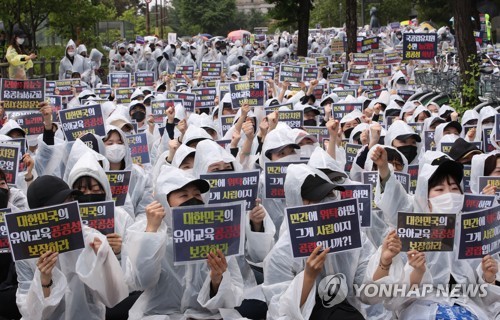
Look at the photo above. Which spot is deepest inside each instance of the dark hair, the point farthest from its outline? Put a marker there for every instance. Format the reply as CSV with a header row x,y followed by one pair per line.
x,y
437,179
85,181
19,48
490,164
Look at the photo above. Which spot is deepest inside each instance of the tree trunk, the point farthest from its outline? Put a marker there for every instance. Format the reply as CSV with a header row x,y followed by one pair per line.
x,y
351,26
463,10
304,12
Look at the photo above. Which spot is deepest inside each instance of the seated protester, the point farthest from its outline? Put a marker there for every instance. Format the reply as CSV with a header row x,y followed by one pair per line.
x,y
438,191
402,137
462,151
469,119
307,142
447,132
349,122
117,153
279,146
194,290
433,108
487,164
14,199
419,115
89,178
72,285
290,284
486,120
407,111
259,228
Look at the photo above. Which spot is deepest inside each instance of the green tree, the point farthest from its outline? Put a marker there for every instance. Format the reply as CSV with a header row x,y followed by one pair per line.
x,y
295,14
204,16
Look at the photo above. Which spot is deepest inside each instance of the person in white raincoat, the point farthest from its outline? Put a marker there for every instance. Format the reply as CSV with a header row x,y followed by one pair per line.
x,y
438,190
176,292
290,284
78,284
118,155
71,62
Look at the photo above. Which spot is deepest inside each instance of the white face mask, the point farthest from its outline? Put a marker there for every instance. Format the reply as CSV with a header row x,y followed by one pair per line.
x,y
116,152
307,150
290,158
447,203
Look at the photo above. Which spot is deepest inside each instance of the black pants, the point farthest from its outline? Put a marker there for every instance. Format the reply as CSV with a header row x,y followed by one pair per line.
x,y
342,311
120,311
8,306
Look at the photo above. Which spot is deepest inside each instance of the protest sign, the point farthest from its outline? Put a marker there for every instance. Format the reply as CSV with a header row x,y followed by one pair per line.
x,y
188,99
31,123
57,228
474,202
274,175
251,92
263,73
226,123
426,231
139,150
291,73
145,79
293,118
9,162
99,215
233,186
122,95
419,46
479,233
22,95
211,70
362,192
333,225
205,97
371,84
489,181
310,73
339,110
119,181
119,80
199,230
182,71
4,235
103,92
351,151
487,145
77,121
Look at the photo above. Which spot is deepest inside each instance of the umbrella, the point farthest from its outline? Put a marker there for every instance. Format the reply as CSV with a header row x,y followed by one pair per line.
x,y
237,35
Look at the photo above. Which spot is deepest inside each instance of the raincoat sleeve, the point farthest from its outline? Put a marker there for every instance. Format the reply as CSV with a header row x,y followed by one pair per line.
x,y
101,272
142,255
392,199
14,59
230,293
259,244
29,296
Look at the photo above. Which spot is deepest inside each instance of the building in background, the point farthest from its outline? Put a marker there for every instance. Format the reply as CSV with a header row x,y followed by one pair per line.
x,y
248,5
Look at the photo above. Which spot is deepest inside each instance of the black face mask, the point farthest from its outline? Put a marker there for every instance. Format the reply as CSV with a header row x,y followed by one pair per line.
x,y
410,152
4,198
348,132
191,202
139,116
310,122
85,198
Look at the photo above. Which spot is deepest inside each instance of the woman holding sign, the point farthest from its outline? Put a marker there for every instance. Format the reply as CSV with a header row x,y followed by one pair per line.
x,y
194,290
17,56
438,191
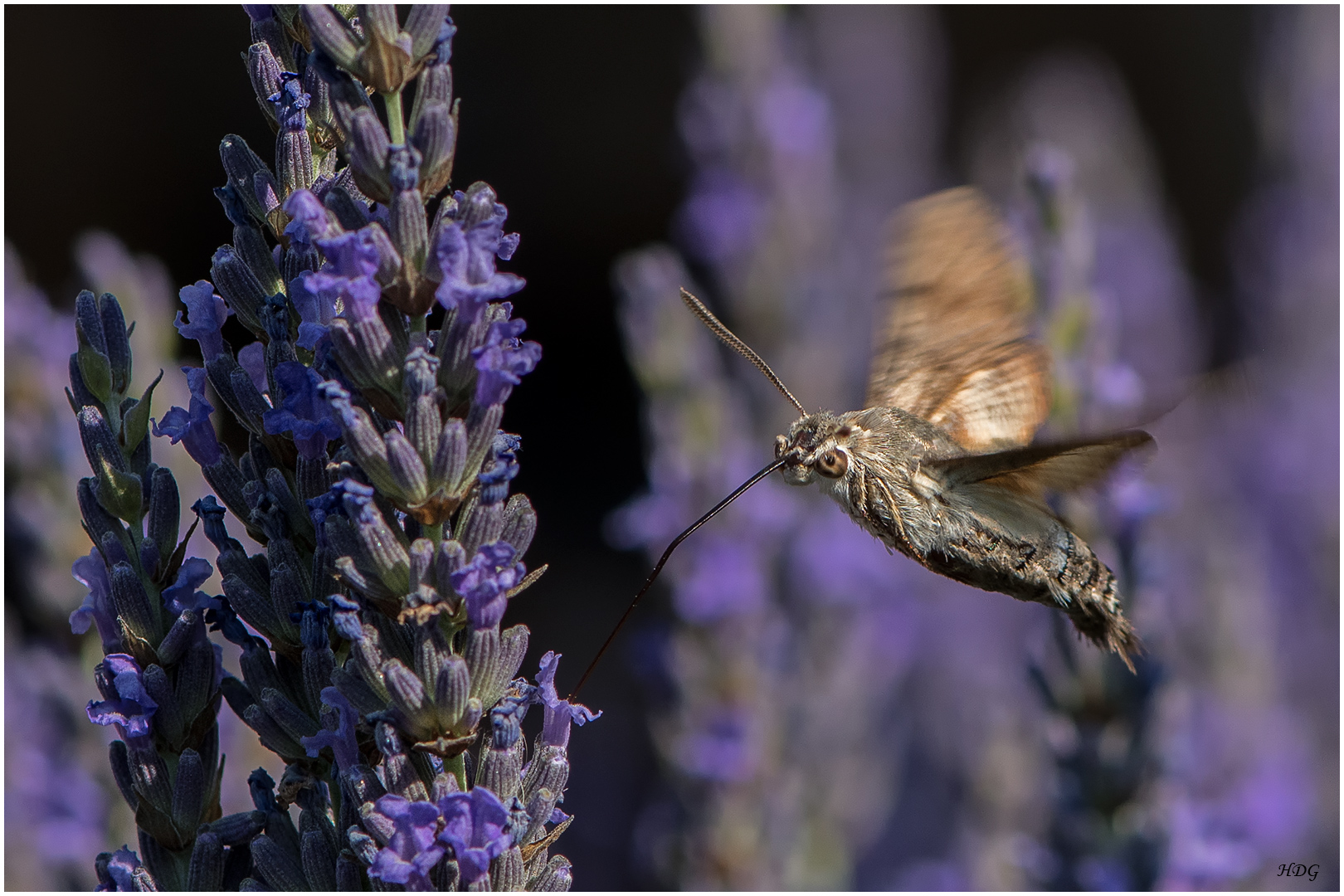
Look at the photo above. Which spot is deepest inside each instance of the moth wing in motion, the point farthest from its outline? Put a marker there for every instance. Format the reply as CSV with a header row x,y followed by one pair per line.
x,y
1031,470
953,343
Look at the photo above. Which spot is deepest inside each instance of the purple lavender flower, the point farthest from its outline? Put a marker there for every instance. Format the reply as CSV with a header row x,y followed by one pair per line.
x,y
342,740
726,579
97,607
125,704
411,850
309,218
466,250
290,102
503,362
314,312
183,596
559,713
485,581
719,747
476,826
348,275
301,411
207,317
123,868
251,358
502,469
192,427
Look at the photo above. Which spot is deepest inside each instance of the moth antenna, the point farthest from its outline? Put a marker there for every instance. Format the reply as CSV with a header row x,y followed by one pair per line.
x,y
737,345
771,468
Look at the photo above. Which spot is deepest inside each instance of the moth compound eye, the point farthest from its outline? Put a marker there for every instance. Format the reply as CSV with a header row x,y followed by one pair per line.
x,y
832,464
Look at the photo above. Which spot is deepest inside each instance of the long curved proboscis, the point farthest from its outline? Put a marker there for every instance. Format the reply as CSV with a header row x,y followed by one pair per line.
x,y
771,468
738,345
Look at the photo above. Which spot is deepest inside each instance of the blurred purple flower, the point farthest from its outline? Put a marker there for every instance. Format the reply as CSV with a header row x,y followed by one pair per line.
x,y
410,852
724,579
559,713
125,702
476,826
719,747
207,317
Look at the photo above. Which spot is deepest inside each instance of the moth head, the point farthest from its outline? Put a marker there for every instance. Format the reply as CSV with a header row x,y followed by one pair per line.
x,y
817,446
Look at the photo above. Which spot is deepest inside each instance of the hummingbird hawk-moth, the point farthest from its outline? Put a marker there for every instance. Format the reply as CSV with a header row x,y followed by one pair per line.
x,y
940,465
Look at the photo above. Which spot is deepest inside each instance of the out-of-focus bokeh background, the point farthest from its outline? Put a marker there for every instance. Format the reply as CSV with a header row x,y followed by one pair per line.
x,y
793,709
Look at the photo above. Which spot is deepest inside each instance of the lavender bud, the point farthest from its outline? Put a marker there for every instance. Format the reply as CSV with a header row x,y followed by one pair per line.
x,y
117,342
539,806
332,35
251,247
295,722
173,645
102,527
238,828
168,719
206,872
424,24
368,147
350,876
151,778
519,523
245,169
119,762
100,444
452,688
132,603
436,139
190,791
241,289
449,464
407,470
277,865
350,214
254,610
91,355
195,680
499,772
507,871
360,696
164,511
272,735
480,524
319,861
265,75
557,879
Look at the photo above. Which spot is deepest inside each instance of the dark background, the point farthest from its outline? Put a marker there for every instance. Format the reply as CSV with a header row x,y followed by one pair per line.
x,y
114,116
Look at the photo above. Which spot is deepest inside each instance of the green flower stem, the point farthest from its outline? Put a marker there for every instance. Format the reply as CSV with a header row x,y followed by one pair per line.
x,y
397,129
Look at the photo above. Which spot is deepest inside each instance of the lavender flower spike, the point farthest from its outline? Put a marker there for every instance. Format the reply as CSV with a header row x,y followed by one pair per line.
x,y
559,713
476,826
127,704
411,850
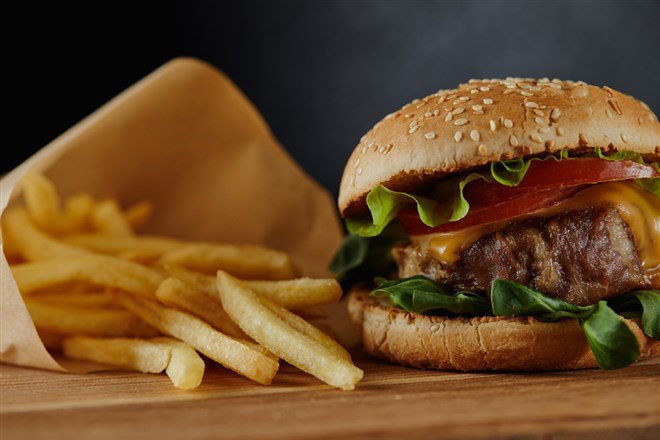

[To do]
Identify every line in the records above that contains the word "green", and copy each of those lines in full.

[Result of this exercise]
Look at the photo above. Which spot is deepest inside each instance of the green tree, the point farthest from its outline? Put a marker there for every instance. Format the reply as CSV with a header row x,y followed by one pair per line.
Look at the photo above. Which spot is deepest inside each instance of the green flower stem, the point farthest from its outline? Put a marker there for every instance. Format the reply as CSV with a header row x,y followed by one pair per line.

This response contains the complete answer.